____ DATA TO USE
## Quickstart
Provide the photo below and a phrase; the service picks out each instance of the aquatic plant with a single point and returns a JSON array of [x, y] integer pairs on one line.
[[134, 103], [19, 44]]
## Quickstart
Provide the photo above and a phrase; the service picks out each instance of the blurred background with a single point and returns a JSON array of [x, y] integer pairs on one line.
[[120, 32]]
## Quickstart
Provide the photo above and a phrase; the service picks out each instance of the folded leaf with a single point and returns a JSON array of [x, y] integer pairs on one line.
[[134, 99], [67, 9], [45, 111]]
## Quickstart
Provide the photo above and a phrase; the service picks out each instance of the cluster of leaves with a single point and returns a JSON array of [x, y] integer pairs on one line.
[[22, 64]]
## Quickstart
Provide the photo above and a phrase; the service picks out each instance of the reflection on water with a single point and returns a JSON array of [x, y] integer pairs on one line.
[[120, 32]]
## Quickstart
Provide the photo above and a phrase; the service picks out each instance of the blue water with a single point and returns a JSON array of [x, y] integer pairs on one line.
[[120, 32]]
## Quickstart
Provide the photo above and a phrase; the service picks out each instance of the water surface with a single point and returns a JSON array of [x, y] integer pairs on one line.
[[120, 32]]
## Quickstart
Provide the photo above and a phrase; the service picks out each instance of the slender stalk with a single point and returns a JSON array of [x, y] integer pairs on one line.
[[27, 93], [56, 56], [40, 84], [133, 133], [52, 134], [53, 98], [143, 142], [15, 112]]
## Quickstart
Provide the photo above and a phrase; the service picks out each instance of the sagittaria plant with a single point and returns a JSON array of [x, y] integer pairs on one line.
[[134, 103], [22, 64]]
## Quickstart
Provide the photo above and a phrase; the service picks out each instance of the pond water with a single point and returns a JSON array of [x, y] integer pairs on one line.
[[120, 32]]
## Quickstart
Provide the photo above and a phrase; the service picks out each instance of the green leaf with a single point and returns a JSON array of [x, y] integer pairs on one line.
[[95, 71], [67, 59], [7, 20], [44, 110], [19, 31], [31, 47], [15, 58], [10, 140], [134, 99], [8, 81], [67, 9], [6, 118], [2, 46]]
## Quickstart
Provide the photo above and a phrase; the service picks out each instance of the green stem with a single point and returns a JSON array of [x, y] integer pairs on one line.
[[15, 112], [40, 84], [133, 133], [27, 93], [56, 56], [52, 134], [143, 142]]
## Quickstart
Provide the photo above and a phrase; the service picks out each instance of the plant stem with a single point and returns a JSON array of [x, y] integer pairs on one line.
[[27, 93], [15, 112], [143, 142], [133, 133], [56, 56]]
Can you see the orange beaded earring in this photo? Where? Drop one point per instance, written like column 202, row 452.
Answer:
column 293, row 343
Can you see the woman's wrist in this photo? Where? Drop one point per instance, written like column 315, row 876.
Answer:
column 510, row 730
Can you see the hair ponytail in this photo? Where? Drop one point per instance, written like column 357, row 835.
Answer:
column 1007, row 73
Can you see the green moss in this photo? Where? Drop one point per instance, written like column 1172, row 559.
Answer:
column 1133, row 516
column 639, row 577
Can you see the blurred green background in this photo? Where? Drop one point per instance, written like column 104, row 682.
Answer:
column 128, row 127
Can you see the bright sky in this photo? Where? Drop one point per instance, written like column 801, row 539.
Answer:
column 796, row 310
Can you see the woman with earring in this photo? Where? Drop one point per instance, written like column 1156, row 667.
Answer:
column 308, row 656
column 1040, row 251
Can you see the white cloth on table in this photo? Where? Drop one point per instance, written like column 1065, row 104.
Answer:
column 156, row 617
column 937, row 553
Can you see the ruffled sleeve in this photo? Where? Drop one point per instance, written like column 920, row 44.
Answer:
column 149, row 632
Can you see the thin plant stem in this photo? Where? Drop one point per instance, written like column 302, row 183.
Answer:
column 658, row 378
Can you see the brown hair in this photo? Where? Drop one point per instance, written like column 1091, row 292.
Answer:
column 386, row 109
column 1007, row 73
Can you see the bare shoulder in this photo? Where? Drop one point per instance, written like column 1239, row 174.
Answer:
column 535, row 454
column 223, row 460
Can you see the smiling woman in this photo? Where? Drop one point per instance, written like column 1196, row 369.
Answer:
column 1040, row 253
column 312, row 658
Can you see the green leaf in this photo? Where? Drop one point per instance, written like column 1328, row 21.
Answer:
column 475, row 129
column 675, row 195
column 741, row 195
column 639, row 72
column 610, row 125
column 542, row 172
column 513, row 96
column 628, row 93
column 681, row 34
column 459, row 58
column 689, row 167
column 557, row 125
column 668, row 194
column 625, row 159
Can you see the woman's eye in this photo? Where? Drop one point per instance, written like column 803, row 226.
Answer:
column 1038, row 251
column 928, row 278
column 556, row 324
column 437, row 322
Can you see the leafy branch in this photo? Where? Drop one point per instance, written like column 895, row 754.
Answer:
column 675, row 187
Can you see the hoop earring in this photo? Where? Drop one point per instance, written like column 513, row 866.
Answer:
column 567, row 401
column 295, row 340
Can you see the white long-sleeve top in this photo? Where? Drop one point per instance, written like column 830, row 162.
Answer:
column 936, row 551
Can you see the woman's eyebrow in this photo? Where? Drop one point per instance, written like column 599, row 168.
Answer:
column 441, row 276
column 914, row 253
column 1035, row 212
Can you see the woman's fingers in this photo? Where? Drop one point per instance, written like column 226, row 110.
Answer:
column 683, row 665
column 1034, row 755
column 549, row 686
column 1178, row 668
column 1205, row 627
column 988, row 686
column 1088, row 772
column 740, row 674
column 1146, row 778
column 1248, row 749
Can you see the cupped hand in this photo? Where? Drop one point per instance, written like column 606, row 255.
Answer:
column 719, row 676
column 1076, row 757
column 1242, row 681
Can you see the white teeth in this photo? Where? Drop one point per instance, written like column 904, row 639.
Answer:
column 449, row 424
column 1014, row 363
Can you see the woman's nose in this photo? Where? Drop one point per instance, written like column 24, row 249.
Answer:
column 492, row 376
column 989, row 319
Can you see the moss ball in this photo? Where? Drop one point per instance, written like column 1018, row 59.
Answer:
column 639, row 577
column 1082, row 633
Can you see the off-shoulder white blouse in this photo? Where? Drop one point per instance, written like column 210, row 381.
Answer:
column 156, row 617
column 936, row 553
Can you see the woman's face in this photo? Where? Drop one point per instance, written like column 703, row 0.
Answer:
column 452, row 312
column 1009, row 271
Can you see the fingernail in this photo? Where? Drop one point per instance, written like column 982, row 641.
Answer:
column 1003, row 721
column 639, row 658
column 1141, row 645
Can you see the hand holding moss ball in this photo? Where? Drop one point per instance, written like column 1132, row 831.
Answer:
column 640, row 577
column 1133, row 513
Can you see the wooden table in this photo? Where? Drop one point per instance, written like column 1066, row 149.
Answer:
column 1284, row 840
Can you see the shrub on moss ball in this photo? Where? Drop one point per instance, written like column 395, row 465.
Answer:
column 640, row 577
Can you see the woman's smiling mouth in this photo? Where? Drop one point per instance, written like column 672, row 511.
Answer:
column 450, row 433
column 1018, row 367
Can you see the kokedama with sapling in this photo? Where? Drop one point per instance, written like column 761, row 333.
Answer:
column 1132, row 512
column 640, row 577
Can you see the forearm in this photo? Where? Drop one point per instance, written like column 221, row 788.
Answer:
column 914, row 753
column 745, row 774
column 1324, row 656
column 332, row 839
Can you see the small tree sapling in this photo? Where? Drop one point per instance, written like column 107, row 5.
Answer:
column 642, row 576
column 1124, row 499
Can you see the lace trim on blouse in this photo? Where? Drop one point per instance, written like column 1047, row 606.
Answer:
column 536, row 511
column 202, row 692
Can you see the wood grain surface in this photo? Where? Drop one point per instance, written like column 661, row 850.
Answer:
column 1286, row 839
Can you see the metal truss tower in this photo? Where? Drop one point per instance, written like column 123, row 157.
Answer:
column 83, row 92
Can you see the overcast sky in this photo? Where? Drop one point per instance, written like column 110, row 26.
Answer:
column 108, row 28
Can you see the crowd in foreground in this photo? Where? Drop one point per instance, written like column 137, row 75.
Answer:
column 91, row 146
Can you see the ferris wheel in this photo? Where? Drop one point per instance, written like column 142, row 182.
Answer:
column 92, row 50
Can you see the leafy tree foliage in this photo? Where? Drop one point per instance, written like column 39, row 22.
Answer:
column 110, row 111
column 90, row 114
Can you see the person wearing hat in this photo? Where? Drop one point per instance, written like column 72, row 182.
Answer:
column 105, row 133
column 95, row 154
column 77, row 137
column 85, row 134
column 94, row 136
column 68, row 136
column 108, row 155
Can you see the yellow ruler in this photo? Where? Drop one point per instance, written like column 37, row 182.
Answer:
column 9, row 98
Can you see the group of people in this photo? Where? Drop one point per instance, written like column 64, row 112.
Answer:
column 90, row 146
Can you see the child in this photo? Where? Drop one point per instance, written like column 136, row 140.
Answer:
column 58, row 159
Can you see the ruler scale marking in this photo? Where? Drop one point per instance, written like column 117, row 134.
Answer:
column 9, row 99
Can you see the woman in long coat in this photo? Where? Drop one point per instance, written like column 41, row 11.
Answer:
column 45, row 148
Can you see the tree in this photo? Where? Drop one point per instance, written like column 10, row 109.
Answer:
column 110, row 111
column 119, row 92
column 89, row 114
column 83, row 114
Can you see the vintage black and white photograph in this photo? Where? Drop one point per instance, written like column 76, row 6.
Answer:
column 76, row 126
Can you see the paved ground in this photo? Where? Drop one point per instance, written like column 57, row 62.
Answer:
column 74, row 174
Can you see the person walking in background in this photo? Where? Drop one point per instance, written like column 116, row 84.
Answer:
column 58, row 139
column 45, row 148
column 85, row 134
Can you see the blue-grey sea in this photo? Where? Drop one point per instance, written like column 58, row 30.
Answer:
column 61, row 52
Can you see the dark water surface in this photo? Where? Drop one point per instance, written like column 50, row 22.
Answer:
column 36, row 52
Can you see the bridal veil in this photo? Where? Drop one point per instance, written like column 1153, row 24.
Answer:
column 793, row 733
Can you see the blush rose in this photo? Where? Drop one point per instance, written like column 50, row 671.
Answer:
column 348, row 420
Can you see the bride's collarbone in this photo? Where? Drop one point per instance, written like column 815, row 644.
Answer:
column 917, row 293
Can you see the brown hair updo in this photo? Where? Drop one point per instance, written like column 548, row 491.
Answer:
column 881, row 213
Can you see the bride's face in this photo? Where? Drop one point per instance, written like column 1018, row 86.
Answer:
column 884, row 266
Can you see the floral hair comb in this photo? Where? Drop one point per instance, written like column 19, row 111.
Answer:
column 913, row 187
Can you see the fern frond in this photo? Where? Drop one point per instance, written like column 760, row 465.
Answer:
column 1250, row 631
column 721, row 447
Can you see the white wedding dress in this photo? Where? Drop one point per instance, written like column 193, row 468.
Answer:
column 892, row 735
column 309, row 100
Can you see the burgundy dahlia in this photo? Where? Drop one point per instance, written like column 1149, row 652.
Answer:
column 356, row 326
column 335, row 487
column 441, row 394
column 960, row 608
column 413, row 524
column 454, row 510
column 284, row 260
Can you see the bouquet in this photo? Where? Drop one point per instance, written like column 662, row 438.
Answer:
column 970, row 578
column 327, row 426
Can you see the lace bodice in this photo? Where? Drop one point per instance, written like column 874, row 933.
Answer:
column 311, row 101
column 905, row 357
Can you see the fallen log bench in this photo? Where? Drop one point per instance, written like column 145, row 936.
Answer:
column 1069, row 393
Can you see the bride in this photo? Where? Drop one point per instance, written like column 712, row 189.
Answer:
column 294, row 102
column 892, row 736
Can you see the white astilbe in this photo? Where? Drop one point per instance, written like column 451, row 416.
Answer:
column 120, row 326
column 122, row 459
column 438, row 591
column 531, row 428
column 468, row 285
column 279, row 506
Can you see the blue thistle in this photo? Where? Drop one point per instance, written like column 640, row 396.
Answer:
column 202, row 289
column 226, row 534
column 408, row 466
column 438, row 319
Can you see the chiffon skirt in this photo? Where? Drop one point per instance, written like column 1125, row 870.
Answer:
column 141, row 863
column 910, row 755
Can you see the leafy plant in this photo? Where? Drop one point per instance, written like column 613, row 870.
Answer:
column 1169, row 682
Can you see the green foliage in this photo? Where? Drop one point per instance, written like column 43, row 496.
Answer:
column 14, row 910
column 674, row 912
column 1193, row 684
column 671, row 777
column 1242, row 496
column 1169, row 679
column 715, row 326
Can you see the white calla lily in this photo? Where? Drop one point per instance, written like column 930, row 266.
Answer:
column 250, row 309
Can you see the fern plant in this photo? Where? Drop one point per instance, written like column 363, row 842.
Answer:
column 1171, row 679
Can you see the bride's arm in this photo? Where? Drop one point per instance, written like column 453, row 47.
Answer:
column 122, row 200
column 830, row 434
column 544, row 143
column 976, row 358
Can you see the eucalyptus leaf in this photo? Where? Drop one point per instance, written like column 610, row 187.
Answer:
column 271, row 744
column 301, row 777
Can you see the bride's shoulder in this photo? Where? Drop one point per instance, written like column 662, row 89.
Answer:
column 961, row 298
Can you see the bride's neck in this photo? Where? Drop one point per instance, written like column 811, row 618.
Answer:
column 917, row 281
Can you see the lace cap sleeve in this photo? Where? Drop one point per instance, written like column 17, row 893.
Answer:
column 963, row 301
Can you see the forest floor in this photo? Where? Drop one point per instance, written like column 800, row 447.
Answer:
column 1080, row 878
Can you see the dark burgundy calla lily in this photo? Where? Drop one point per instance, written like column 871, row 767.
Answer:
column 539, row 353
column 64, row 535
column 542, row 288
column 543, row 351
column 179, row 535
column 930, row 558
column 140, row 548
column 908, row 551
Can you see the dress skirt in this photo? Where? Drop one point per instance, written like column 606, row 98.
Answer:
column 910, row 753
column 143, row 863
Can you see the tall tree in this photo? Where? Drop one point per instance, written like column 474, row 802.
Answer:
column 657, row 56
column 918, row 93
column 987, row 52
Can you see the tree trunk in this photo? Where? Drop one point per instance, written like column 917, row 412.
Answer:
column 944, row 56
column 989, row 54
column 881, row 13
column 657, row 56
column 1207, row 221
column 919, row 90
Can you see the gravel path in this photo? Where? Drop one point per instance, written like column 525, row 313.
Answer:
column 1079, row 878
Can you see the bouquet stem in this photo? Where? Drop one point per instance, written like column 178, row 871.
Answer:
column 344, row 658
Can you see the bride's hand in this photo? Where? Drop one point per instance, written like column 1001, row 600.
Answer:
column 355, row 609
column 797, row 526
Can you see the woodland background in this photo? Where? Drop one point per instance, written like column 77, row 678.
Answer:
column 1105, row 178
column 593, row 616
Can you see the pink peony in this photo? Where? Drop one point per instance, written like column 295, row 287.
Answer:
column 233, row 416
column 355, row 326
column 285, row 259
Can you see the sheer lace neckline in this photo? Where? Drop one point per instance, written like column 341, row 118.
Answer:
________
Pull every line containing "lily" out of the data above.

Can you see the white calla lily in this photo? Where? Drop one point per instance, written like column 930, row 266.
Can you see the dark burgundy calla lily in this photo? Where? Drop one point per instance, written like column 871, row 767.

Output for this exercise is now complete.